[[ Text section open ]]
In LogTM, each cache line in the L1 cache has R-bit and Wbit field for detecting conflicts. Besides these two bit fields, we use additional 1-bit field called *C-bit*. The value of Cbit in a cache line represents whether the line has been read and afterwards written from the same thread. When a thread writes on a cache line that the thread has read in the current transaction and whose R-bit is set, the thread sets the C-bit of the cache line. Receiving a read request, a thread tests C-bit and R-bit of the requested cache line, and decides whether it should send NACK or ACK.

Now, we discuss the additional hardware cost for C-bits. C-bit is the 1-bit field for each cache line. Assume that the number of cores is 32, L1 cache is 32 kB, cache line size is 64 Bytes, and the number of ways is 4. In this case, the additional hardware cost for C-bits is  $32 \times 1024/(4 \times 64) = 128$  bits for one core, and only 512 Bytes for whole a 32-core processor.



Fig. 4. Testing C-bits.

#### B. Execution Model

1) How to set C-bits: First, we explain how to set C-bit by using an example shown in Fig. 3, where three threads *Thr*.1 to 3 are executing the same transaction *Tx*.X.

After three threads execute load A, *Thr.1* tries store A (t1). This write access is write-after-read (WaR) and causes a conflict. Hence, *Thr.2* and *Thr.3* send NACKs to *Thr.1*, and *Thr.1* stalls its *Tx.X* (t2). After that, each of *Thr.2* and *Thr.3* tries store A, detects a WaR conflict, and aborts its own *Tx.X*. When aborting its own *Tx.X*, each of *Thr.2* and *Thr.3* tests R-bit of the cache line including A. If R-bit is set, the thread finds that the thread itself has read the cache line before writing on the same cache line, and set C-bit of the line (t3 and t4).

2) *How to test C-bits:* As explained in IV-B1, C-bits are set. Next, we explain how to use the value of C-bits for controlling harmful RaR accesses.

Figure 4 shows an example, where three threads  $Thr.1 \sim 3$  are executing the same transaction Tx.X, and C-bit for the address A on each cache has already been set. First, Thr.2 executes load A, and after that, each of Thr.1 and Thr.3 tries load A and sends a read request for A to Thr.2. Receiving this request, Thr.2 tests C-bit and R-bit of the cache line of A. When both bits are set, or  $C_A \wedge R_A = 1$ , Thr.2 predicts that, even if it grants the read request now, the request sender will send a new write request soon, and a conflict will be brought after all. Therefore, Thr.2 replies to the read request with NACK. Receiving NACK, each of Thr.1 and Thr.3 stalls its Tx.X (t1 and t2), and Thr.2 commits Tx.X, in this example, Thr.1 receives ACK (t3), and Thr.3 keeps stalling (t4).

3) How to clear C-bits: In this section, we describe how and when C-bits are cleared. As described in the Section IV-B2, each C-bit represents whether its corresponding cache line is read first and written afterwards, and tested for deciding whether the transactional operations to the cache line should be serialized or not. However, an address, which is read and afterwards written in a transaction, may only be read in another transaction. Furthermore, such an address may only be read and not written even in the same transaction, when the execution path in the transaction varies because of branch instructions. Consequently, a transaction can only read a certain cache line whose C-bit is set, and this leads to performance degradation because of unnecessary serialization.
[[ Text section closed ]]
[[ Data extract open ]]
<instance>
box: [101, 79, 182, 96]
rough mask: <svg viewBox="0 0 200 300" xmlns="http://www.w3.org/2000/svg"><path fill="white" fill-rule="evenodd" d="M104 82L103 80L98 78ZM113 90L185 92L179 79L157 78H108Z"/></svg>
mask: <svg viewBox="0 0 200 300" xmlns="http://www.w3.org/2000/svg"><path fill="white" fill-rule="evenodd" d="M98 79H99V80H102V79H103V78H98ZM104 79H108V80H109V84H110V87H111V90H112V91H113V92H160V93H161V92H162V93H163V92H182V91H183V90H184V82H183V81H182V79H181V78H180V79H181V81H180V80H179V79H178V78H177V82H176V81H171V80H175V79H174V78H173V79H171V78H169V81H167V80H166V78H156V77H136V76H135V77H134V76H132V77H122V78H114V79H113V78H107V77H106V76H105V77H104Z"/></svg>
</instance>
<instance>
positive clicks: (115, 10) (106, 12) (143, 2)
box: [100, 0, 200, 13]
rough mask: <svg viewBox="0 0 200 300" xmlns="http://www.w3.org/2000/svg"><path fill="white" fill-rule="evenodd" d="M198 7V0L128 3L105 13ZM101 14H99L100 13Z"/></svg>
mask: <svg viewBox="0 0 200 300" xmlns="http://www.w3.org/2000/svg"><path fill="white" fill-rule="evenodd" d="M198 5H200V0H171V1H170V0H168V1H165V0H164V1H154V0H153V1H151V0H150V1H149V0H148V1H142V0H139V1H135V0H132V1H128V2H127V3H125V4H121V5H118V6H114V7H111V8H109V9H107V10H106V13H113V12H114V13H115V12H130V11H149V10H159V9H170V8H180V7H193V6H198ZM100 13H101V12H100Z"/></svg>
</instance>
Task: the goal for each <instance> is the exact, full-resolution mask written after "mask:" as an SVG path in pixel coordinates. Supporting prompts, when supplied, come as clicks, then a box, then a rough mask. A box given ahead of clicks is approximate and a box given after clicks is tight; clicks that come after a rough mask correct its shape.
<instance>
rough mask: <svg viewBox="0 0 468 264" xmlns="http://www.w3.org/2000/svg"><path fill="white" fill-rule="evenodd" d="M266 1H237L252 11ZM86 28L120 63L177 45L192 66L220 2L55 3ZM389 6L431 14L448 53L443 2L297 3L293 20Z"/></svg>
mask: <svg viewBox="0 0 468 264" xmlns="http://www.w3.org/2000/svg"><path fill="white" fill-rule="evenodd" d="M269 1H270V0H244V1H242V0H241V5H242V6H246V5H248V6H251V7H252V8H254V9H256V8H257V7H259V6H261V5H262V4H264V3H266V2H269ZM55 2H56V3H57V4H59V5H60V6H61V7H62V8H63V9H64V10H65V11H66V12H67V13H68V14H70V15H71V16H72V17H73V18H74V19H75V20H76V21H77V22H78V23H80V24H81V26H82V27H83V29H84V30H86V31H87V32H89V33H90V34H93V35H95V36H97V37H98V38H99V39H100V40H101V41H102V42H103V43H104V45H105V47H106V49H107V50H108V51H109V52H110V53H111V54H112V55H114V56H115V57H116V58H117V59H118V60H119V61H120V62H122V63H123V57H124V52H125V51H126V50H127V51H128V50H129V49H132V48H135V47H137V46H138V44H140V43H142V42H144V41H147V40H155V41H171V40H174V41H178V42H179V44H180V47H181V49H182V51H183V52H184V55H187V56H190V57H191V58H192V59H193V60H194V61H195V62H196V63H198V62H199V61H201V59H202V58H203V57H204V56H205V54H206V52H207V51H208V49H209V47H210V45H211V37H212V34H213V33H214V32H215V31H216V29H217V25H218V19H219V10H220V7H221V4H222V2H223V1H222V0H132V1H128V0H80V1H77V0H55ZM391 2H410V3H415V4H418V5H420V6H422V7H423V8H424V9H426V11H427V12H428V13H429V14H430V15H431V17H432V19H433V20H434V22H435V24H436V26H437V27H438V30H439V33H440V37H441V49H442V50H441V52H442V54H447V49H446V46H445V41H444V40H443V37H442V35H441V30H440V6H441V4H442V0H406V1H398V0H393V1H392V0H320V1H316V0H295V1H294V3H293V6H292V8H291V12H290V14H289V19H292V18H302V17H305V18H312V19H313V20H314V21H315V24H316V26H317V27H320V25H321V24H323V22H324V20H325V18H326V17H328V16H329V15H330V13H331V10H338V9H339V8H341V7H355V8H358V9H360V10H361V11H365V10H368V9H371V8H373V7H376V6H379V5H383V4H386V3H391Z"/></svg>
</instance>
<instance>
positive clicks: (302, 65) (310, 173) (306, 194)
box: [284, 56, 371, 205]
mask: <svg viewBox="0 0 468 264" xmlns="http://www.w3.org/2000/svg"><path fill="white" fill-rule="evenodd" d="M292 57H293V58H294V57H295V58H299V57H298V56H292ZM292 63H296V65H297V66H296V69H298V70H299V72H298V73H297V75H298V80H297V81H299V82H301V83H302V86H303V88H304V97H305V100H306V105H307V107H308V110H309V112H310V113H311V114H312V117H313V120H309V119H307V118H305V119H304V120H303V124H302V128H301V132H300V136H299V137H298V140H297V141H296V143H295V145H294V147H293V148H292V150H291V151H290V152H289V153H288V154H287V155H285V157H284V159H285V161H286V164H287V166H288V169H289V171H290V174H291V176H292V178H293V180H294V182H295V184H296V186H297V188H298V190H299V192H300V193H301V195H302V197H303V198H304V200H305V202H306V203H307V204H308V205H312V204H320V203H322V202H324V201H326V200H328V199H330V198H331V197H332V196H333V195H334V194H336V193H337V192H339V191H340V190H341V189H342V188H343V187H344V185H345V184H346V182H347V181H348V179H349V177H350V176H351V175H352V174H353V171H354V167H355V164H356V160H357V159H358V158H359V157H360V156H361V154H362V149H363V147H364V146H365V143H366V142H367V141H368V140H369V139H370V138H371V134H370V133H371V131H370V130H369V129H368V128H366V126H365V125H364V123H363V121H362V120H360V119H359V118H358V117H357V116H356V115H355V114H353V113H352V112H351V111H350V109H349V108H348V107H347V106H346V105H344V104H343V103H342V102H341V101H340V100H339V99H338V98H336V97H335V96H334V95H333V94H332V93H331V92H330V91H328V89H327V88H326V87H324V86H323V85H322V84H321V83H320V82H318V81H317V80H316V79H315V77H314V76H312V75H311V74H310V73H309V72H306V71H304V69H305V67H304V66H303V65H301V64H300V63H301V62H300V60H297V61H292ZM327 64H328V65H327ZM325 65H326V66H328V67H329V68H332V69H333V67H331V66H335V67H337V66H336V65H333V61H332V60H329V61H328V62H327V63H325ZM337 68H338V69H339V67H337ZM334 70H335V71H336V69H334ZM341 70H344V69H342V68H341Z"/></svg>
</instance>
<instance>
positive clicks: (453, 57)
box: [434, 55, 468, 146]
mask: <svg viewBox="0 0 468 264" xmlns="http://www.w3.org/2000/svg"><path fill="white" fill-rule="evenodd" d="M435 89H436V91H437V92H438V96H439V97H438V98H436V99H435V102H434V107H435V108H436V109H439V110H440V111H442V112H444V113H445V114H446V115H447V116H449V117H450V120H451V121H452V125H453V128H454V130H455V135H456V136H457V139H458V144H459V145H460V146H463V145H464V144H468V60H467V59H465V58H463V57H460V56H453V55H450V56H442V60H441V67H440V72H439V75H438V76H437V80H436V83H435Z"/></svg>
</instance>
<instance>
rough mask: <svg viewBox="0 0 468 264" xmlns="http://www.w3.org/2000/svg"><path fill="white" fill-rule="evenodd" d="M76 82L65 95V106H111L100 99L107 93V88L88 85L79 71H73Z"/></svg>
[[ Data extract closed ]]
Actions to take:
- A) From the text on C-bits, copy the passage from "Now, we discuss" up to and including "a 32-core processor.".
- B) List each hardware parameter that the text on C-bits assumes when calculating the added cost of C-bits, along with its stated value.
- C) Translate this sentence from the text on C-bits into Spanish: "Therefore, Thr.2 replies to the read request with NACK."

Written responses:
- A)
Now, we discuss the additional hardware cost for C-bits. C-bit is the 1-bit field for each cache line. Assume that the number of cores is 32, L1 cache is 32 kB, cache line size is 64 Bytes, and the number of ways is 4. In this case, the additional hardware cost for C-bits is  $32 \times 1024/(4 \times 64) = 128$  bits for one core, and only 512 Bytes for whole a 32-core processor.

- B)
Number of cores: 32
L1 cache size: 32 kB
Cache line size: 64 Bytes
Number of ways: 4

- C) Por lo tanto, Thr.2 responde a la solicitud de lectura con NACK.